# [What the exercise asks]
Reproduce all of the data exactly, with no line skipped.

[start of Dataset rows]

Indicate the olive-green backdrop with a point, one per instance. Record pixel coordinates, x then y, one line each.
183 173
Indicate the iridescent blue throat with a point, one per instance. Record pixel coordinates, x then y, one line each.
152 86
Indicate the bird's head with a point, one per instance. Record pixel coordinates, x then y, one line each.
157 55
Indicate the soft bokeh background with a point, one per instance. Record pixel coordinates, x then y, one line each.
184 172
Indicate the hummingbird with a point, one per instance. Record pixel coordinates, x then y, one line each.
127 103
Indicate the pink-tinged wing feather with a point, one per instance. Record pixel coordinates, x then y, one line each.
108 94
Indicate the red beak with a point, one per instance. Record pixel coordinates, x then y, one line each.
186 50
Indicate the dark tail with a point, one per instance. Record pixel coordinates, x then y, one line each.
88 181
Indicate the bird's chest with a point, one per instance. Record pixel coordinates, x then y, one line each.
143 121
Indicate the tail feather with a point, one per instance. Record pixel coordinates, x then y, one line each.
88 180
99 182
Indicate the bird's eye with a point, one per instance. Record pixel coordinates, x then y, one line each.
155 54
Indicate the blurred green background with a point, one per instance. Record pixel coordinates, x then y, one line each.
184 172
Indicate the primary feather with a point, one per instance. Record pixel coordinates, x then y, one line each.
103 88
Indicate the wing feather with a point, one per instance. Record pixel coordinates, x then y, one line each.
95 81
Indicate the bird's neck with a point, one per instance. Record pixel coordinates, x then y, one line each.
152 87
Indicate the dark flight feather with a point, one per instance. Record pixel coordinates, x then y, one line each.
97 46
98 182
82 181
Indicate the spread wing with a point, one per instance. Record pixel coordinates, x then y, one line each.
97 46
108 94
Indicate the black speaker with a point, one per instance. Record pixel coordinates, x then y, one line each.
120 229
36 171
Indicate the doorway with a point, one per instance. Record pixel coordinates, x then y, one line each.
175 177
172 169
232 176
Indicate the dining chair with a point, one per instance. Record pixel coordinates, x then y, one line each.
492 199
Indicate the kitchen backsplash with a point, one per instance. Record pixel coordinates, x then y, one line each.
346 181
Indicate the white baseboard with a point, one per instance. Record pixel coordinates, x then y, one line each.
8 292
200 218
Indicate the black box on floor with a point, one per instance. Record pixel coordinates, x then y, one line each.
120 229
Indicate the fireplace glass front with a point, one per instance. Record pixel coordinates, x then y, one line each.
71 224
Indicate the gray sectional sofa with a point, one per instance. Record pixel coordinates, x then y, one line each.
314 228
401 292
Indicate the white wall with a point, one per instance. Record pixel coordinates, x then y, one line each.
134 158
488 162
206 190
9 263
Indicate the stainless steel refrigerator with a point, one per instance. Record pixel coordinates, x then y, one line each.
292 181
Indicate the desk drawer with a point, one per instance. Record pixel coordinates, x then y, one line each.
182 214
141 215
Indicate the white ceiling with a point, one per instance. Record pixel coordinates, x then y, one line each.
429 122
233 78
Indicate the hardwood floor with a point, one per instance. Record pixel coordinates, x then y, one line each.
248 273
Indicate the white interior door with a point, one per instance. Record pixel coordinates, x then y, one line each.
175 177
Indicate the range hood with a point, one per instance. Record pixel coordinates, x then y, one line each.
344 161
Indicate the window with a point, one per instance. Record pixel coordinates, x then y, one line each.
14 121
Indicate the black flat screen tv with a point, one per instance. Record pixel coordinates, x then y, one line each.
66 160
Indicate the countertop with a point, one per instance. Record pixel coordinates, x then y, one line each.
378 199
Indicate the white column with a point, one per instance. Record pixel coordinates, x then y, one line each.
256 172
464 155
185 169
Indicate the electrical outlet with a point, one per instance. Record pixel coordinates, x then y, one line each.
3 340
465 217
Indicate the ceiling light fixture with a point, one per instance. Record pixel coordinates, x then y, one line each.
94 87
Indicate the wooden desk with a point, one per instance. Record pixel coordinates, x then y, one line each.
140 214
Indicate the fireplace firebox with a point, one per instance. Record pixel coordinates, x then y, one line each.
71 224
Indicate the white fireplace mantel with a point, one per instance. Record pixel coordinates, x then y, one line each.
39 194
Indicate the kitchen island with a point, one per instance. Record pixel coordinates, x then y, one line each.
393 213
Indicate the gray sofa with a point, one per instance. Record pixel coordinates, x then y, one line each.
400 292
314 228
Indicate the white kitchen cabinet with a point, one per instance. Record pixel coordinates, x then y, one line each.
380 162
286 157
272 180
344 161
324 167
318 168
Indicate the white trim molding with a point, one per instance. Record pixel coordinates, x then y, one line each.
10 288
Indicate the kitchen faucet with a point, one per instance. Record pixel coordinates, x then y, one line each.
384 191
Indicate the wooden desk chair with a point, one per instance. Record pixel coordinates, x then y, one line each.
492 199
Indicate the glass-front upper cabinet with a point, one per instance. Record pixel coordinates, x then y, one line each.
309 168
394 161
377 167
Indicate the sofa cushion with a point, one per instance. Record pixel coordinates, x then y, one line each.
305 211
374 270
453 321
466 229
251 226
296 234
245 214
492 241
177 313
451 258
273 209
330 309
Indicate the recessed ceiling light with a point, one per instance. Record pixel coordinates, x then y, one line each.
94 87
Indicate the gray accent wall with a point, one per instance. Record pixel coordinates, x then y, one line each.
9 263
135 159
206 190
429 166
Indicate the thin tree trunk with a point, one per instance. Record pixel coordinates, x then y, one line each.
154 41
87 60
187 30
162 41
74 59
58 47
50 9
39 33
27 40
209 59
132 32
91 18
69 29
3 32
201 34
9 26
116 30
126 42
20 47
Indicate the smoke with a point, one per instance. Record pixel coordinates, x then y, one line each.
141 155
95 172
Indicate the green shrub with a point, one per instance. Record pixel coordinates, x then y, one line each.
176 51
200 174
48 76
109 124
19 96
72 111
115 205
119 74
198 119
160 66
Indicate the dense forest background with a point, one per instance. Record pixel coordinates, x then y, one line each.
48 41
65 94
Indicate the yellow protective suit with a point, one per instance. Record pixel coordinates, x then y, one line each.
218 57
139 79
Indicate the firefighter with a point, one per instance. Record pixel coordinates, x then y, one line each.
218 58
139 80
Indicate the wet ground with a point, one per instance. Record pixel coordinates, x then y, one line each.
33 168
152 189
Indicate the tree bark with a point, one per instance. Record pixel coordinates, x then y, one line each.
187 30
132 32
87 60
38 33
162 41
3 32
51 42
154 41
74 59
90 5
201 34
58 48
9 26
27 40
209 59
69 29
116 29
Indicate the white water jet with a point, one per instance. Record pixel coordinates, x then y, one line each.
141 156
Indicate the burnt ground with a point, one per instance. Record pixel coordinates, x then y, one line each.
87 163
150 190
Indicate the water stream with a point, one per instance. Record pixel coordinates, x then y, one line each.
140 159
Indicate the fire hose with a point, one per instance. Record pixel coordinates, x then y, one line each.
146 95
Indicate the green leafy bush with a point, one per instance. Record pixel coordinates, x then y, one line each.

[end of Dataset rows]

# [Expected answer]
Indicate the olive-green backdrop with a point, one per instance. Record pixel coordinates, x then y, one line each.
183 173
Indicate the iridescent blue throat with a point, one per instance. Record pixel coordinates, x then y, one line each.
152 86
Indicate the bird's head with a point, one per instance. Record pixel coordinates, x then y, one line each.
157 55
Indicate the soft bokeh background with a point, one per instance. Record pixel coordinates, x then y, one line each.
184 172
Indicate the hummingbird with a point, one per instance. Record pixel coordinates, x then y, one line each.
127 103
Indicate the pink-tinged wing feather with a point, one per instance. Record pixel coordinates, x then y, one line each.
108 94
Indicate the red beak with a point, one per instance. Record pixel coordinates, x then y, one line each.
186 50
Indicate the dark tail with a point, one per instance. Record pixel coordinates, x then y, one line each.
88 181
Indicate the bird's chest with a point, one per instance. Record pixel coordinates, x then y, one line each.
143 121
Indicate the tail feather with a point, one per instance. Record pixel coordinates, x then y, one line each.
88 180
99 182
Indicate the bird's eye with a point, one per instance. Record pixel coordinates, x then y, one line each.
155 54
Indicate the blurred green background with a point, one per instance. Record pixel coordinates, x then y, one line each.
184 172
Indicate the primary feather with a point, one per instance. Record pixel coordinates, x then y, one line each.
103 88
Indicate the wing feather with a point, one per instance. Record pixel coordinates, x then y, one line each.
95 81
Indicate the bird's neck with a point, one per instance. Record pixel coordinates, x then y, one line each.
152 87
Indicate the dark flight feather with a point, one per instance. Record pixel coordinates, x then y, one line each.
97 46
98 182
82 181
Indicate the spread wing with a point, one per instance. Record pixel coordinates, x then y, one line each.
97 46
108 94
Indicate the black speaker with a point, one per instance. Record pixel coordinates, x then y, one line each.
120 229
36 171
Indicate the doorway with a point, one per instance. Record pixel coordinates, x then y, one line each.
175 177
172 169
232 176
Indicate the dining chair with a point, one per instance. Record pixel coordinates, x then y, one line each.
492 199
Indicate the kitchen backsplash with a point, one per instance. Record pixel coordinates, x then y, one line each.
346 181
Indicate the white baseboard with a point, one per instance. Record pixel coordinates, x then y, one line each.
8 292
200 218
Indicate the black box on floor with a point, one per instance. Record pixel coordinates, x then y, one line each.
120 229
Indicate the fireplace glass front with a point, one per instance. Record pixel coordinates, x then y, one line each.
71 224
Indicate the gray sectional sofa with a point, one per instance. Record pixel coordinates, x then y, one line each.
314 228
401 292
Indicate the white wall with a point, one per instance. Record pixel coordinates, x then y, one line each.
134 158
488 162
206 190
9 263
Indicate the stainless steel refrigerator with a point, one per instance. Record pixel coordinates, x then y, one line each.
292 181
Indicate the desk drawer with a point, one per instance. Record pixel coordinates, x then y, one line each.
182 214
141 215
Indicate the white ceiling with a point, one per instance. Record pixel coordinates, x then y, one line each.
429 122
233 78
Indicate the hardwood floor with a point, one per instance. Record pixel coordinates, x then y, one line each.
248 273
Indicate the white interior door with a point, one per instance. Record pixel coordinates, x then y, one line each.
175 177
Indicate the range hood with a point, one per instance. Record pixel coordinates, x then y, one line each.
344 161
Indicate the window with a point, one per instance. Record pixel coordinates, x then y, one line each.
14 121
Indicate the black flat screen tv with a point, one per instance. Record pixel coordinates, x then y, one line each.
66 160
Indicate the countertop with a point, one per instance. Record pixel coordinates, x then y, one line each.
378 199
Indicate the white column with a point, one per instance. Record pixel coordinates, x then y, one line each.
256 172
464 155
185 169
Indicate the electrical outlet with a point, one per instance. Record pixel coordinates, x then y, one line each.
3 340
465 217
Indicate the ceiling light fixture with a point, one per instance. Record pixel coordinates, x then y, one line each.
94 87
Indicate the wooden desk with a point, one per instance. Record pixel coordinates, x then y, one line each.
140 214
Indicate the fireplace firebox with a point, one per instance. Record pixel coordinates, x then y, one line each.
71 224
Indicate the white fireplace mantel with a point, one per instance. Record pixel coordinates, x then y, one line each.
39 194
Indicate the kitchen island with a point, one per instance. Record pixel coordinates, x then y, one line each.
393 213
Indicate the gray sofa with a point, one per instance. Record pixel coordinates, x then y, one line each.
400 292
314 228
Indicate the white kitchen cabinet with a point, one per instance. Record pixel coordinates, x then y, one line each.
380 162
286 157
272 180
344 161
324 167
318 168
Indicate the white trim molding with a point, one per instance. Record pixel coordinates, x then y, one line each.
10 288
Indicate the kitchen faucet with a point, one per instance. Record pixel coordinates, x then y, one line each.
384 191
Indicate the wooden desk chair with a point, one per instance. Record pixel coordinates, x then y, one line each.
492 199
Indicate the glass-front upper cabinet with a point, one per instance. Record pixel coordinates, x then y, one line each.
309 168
394 161
377 167
Indicate the sofa cushion with a point, one per instance. Record pixel coordinates, x then y, one line each.
305 211
374 270
453 321
466 229
251 226
296 234
245 214
492 241
177 313
451 258
273 209
330 309
Indicate the recessed ceiling light with a point, one per instance. Record pixel coordinates, x then y, one line each.
94 87
Indicate the gray accent wall with a point, one per instance. Record pixel coordinates, x then y, one line each.
9 263
135 159
206 190
429 166
Indicate the thin tree trunk with a point, one per instance. Record pixel coordinates, x then y, one line each.
154 41
87 60
187 30
162 41
74 59
58 47
50 9
39 33
27 40
209 59
132 32
91 18
69 29
3 32
201 34
9 26
116 30
126 42
20 47
Indicate the smoke with a point, one per instance. Record pixel coordinates, x then y, one line each.
141 155
95 172
Indicate the green shrub with a point, one per instance. Record pixel coordinates, x then y, one line each.
176 51
200 174
48 76
109 124
19 96
72 111
115 205
119 74
198 119
160 66
Indicate the dense forest background with a point, one per instance. Record pixel coordinates, x then y, one line each.
48 41
65 94
Indicate the yellow protective suit with a point, one per instance. Record pixel coordinates, x then y, one line each.
218 57
139 79
Indicate the firefighter with a point, one per instance. Record pixel coordinates, x then y, one line each.
218 58
139 80
Indicate the wet ground with a point, one per instance. Record pixel coordinates, x then y, one line each.
33 168
152 189
Indicate the tree bark with a point, one per instance. Record pixel coordinates, x then y, one line each.
187 30
132 32
87 60
38 33
162 41
3 32
51 42
154 41
74 59
90 5
201 34
58 48
9 26
27 40
209 59
69 29
116 29
Indicate the white water jet with a point, one per instance. Record pixel coordinates, x then y, one line each.
141 156
Indicate the burnt ground with a point, one per instance. Record pixel coordinates, x then y, one line each.
87 163
150 190
Indicate the water stream with a point, one per instance. Record pixel coordinates, x then y, one line each.
140 159
Indicate the fire hose with a point, one per instance. Record pixel coordinates, x then y, one line each.
146 95
Indicate the green leafy bush with a point, one per instance. Record pixel coordinates, x then y, one line each.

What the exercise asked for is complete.